Items from a data source:
· · ·

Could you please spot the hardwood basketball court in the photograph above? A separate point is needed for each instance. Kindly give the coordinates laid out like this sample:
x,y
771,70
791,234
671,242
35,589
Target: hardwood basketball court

· · ·

* [DIRECTIONS]
Wherever the string "basketball" appears in the data above, report the whole line.

* [TASK RESULT]
Could you please spot the hardwood basketball court in the photograph above? A separate point is needed for each instance. Kindly give the coordinates laid out like this sample:
Target: hardwood basketball court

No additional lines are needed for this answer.